## [STORED ROWS]
★ ★ ★ ★ ★ ★ ★

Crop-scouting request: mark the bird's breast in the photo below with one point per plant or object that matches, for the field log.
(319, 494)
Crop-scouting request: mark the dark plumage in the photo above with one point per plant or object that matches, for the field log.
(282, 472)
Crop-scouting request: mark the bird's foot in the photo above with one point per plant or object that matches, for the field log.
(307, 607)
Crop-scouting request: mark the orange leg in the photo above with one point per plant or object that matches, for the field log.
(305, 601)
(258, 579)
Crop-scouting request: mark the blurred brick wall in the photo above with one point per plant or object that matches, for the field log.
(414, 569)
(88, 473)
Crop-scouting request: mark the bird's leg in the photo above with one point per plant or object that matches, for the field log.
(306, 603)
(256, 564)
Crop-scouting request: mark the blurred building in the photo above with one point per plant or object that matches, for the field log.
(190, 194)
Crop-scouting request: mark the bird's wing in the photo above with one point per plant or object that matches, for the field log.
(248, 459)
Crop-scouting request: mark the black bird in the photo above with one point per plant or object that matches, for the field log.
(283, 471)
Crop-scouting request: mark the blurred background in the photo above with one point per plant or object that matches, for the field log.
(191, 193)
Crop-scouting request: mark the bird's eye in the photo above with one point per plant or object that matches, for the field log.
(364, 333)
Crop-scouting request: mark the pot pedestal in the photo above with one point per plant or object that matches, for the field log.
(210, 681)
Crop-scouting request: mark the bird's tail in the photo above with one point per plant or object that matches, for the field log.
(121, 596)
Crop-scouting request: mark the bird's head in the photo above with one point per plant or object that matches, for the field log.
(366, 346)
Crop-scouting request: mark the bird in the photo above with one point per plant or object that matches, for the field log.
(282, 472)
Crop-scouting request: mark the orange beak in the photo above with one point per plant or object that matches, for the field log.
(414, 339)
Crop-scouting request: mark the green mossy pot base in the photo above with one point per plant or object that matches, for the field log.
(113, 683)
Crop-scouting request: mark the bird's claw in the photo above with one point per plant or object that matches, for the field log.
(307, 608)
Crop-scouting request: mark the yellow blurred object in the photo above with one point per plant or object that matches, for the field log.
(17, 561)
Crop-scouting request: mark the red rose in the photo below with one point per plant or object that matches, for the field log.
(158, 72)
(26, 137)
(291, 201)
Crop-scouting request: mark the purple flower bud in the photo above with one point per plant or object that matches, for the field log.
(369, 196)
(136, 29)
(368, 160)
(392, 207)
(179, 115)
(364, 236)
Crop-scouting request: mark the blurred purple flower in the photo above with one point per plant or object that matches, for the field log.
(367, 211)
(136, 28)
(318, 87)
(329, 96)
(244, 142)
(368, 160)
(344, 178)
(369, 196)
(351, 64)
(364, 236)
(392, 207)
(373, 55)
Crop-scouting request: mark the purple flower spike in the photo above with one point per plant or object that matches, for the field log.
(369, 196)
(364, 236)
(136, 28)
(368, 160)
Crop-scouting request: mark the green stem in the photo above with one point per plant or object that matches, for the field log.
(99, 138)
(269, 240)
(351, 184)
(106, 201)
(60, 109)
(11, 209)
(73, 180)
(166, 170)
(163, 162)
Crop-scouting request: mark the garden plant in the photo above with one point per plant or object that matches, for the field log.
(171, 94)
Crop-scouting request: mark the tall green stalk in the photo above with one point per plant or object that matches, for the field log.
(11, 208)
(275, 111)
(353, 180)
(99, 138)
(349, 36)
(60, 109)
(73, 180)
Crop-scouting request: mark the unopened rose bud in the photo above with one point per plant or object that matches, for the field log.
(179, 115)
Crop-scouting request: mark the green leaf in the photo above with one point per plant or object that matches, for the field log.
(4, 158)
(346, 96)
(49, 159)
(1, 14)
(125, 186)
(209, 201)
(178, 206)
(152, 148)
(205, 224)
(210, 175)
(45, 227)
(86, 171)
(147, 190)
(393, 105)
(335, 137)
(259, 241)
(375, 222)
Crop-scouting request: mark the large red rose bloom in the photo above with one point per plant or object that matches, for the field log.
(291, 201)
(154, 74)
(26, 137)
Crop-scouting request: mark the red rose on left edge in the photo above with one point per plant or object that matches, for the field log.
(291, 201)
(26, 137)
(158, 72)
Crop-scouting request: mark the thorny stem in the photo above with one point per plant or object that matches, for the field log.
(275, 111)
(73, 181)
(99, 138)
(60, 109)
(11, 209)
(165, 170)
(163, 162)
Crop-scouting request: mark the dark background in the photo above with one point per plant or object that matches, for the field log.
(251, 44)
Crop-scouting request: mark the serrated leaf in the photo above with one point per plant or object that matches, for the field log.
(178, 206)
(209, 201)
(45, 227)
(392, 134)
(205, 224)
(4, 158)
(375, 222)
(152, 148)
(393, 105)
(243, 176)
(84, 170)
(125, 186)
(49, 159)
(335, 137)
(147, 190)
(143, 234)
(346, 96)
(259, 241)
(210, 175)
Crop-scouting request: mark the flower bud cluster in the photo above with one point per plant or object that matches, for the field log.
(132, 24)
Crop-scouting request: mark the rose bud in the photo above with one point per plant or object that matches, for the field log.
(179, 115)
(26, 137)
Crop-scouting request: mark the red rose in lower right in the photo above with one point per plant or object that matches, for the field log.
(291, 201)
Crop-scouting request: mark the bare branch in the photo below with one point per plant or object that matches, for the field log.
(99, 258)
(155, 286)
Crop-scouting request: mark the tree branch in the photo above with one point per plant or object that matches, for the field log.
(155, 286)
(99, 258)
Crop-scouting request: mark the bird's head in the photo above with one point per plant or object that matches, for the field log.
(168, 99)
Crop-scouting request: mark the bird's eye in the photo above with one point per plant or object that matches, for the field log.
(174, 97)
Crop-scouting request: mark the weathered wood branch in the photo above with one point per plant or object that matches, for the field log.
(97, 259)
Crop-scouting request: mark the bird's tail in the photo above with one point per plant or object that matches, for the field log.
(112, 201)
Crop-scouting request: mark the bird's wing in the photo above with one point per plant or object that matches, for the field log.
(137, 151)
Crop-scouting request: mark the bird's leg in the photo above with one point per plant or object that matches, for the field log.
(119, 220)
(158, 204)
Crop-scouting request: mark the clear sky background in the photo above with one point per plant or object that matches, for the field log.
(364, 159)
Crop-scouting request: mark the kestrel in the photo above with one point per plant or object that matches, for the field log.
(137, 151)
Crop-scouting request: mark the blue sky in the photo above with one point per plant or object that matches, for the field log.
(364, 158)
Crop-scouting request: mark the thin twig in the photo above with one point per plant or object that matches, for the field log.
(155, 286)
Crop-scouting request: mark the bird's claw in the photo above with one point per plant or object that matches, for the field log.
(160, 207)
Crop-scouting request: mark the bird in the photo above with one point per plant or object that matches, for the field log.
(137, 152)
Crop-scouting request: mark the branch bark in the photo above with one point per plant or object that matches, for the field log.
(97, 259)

★ ★ ★ ★ ★ ★ ★

## [INSTRUCTIONS TO FOLLOW]
Send back all of the entries exactly, with nothing missing.

## [RESULT OF THIS TASK]
Crop-scouting request: mark the bird's breast in the photo below with one point per plant or object that matches, for the field log.
(319, 494)
Crop-scouting request: mark the dark plumage in the photo above with one point per plant or object that matches, for the field log.
(282, 472)
Crop-scouting request: mark the bird's foot in the photo above with one point per plant or object that matches, for the field log.
(307, 607)
Crop-scouting request: mark the orange leg in the photo above with one point per plant or object that matches, for the field log.
(305, 601)
(258, 579)
Crop-scouting request: mark the blurred brick wall in the photo above with one point per plant or object that matches, for the field log.
(414, 569)
(88, 473)
Crop-scouting request: mark the bird's leg in the photo above with one point per plant or object that matches, for the field log.
(306, 603)
(256, 564)
Crop-scouting request: mark the blurred building in the photo above with one point per plant or object that matches, for the field log.
(190, 194)
Crop-scouting request: mark the bird's wing in the photo above with one point per plant or object that matches, for the field log.
(248, 459)
Crop-scouting request: mark the black bird in the photo above with one point per plant or object that matches, for the field log.
(283, 471)
Crop-scouting request: mark the blurred background in the photo above with one point per plant or object that matches, for the field log.
(191, 193)
Crop-scouting request: mark the bird's eye in the photo above with one point per plant or object that matches, for the field log.
(364, 333)
Crop-scouting request: mark the pot pedestal in the photo above with one point per plant or object that matches, for the field log.
(210, 681)
Crop-scouting request: mark the bird's tail in the photo above with one point per plant or object that matches, for the field log.
(121, 596)
Crop-scouting request: mark the bird's head in the photo above with one point per plant or object that matches, for the field log.
(366, 346)
Crop-scouting request: mark the bird in the photo above with one point per plant or object that matches, for the field log.
(282, 472)
Crop-scouting request: mark the orange beak in the photo above with one point per plant or object that matches, for the field log.
(414, 339)
Crop-scouting request: mark the green mossy pot base in the photo above with one point per plant or object that matches, for the field log.
(113, 683)
Crop-scouting request: mark the bird's claw in the photo above with one point per plant or object that matches, for the field log.
(307, 608)
Crop-scouting request: mark the yellow blurred object in the photo above with one point per plant or object that matches, for the field log.
(17, 561)
Crop-scouting request: mark the red rose in the photo below with one point per plant or object that matches, for the field log.
(158, 72)
(26, 137)
(291, 201)
Crop-scouting request: mark the purple flower bud in the photo above with one point per plant or object that matches, for the field log.
(369, 196)
(136, 29)
(368, 160)
(392, 207)
(179, 115)
(364, 236)
Crop-scouting request: mark the blurred purple flower in the photo above with one point per plant or object that matches, for the field log.
(367, 211)
(136, 28)
(318, 87)
(329, 96)
(244, 142)
(368, 160)
(344, 178)
(369, 196)
(351, 64)
(364, 236)
(392, 207)
(373, 55)
Crop-scouting request: mark the purple flower spike in the photo above with one point per plant or object that matches, for the field log.
(369, 196)
(364, 236)
(136, 28)
(368, 160)
Crop-scouting request: mark the green stem in the photo above with one point per plant or object that matches, for the field log.
(99, 138)
(269, 240)
(351, 184)
(106, 201)
(60, 109)
(11, 209)
(73, 180)
(166, 170)
(163, 162)
Crop-scouting request: mark the garden plant in the photo above with one point per plant or object that matches, for the field log.
(171, 94)
Crop-scouting request: mark the tall green stalk in the photo above with one point per plant or object that matches, for the field log.
(11, 208)
(275, 111)
(353, 180)
(99, 138)
(349, 36)
(60, 109)
(73, 180)
Crop-scouting request: mark the unopened rose bud in the photo above with one point per plant or object that matches, for the field log.
(179, 115)
Crop-scouting request: mark the green leaf in the photo above with one point per plant or object that matches, for the field log.
(4, 158)
(346, 96)
(49, 159)
(1, 14)
(125, 186)
(209, 201)
(178, 206)
(152, 148)
(205, 224)
(210, 175)
(45, 227)
(86, 171)
(147, 190)
(393, 105)
(335, 137)
(259, 241)
(375, 222)
Crop-scouting request: mark the large red rose bloom in the photo above with one point per plant or object that matches, for the field log.
(291, 201)
(154, 74)
(26, 137)
Crop-scouting request: mark the red rose on left edge in the photo above with one point per plant or object that matches, for the field log.
(291, 201)
(26, 137)
(158, 72)
Crop-scouting request: mark the thorny stem in the photo above with one point per plant or object that matches, for the field log.
(275, 111)
(73, 181)
(99, 138)
(60, 109)
(11, 209)
(165, 170)
(163, 162)
Crop-scouting request: mark the dark background in the photo above with one point per plant or object that matches, for the field log.
(251, 44)
Crop-scouting request: mark the serrated leaf in the photo above with one point per plant or object that matches, for the field log.
(178, 206)
(209, 201)
(45, 227)
(392, 134)
(205, 224)
(4, 158)
(375, 222)
(152, 148)
(393, 105)
(243, 176)
(84, 170)
(125, 186)
(49, 159)
(335, 137)
(147, 190)
(143, 234)
(346, 96)
(259, 241)
(210, 175)
Crop-scouting request: mark the flower bud cluster in the photo above with one point per plant or object that matches, for the field log.
(132, 24)
Crop-scouting request: mark the rose bud in the photo above with one point per plant or object that matches, for the field log.
(179, 115)
(26, 137)
Crop-scouting request: mark the red rose in lower right in the photo above with one point per plant or object that matches, for the field log.
(291, 201)
Crop-scouting request: mark the bare branch in the photo below with one point per plant or object that matches, for the field log.
(99, 258)
(155, 286)
Crop-scouting request: mark the tree branch in the photo above with one point per plant or object that matches, for the field log.
(155, 286)
(99, 258)
Crop-scouting request: mark the bird's head in the photo above with one point per plant or object that matches, for the field log.
(168, 99)
Crop-scouting request: mark the bird's eye in the photo above with one point per plant or object that matches, for the field log.
(174, 97)
Crop-scouting request: mark the weathered wood branch in the photo above with one point per plant or object that matches, for the field log.
(97, 259)
Crop-scouting request: mark the bird's tail in the photo above with one point per plant or object that matches, for the field log.
(112, 201)
Crop-scouting request: mark the bird's wing in the photo above with one point per plant or object that matches, for the field log.
(137, 151)
Crop-scouting request: mark the bird's leg in the photo above with one point per plant or object that matches, for the field log.
(119, 220)
(158, 204)
Crop-scouting request: mark the clear sky background in the photo above with one point per plant or object that matches, for the field log.
(364, 159)
Crop-scouting request: mark the kestrel in the photo above with one point per plant or object that matches, for the field log.
(137, 151)
Crop-scouting request: mark the blue sky in the photo above with one point per plant or object that matches, for the field log.
(364, 158)
Crop-scouting request: mark the thin twig in the photo above with one point per plant or object that matches, for the field log.
(155, 286)
Crop-scouting request: mark the bird's claw in the photo above with one point per plant or object that matches, for the field log.
(160, 207)
Crop-scouting request: mark the bird in the photo above with one point per plant or object that matches, for the field log.
(137, 152)
Crop-scouting request: mark the branch bark in the photo above with one point per plant or object that matches, for the field log.
(97, 259)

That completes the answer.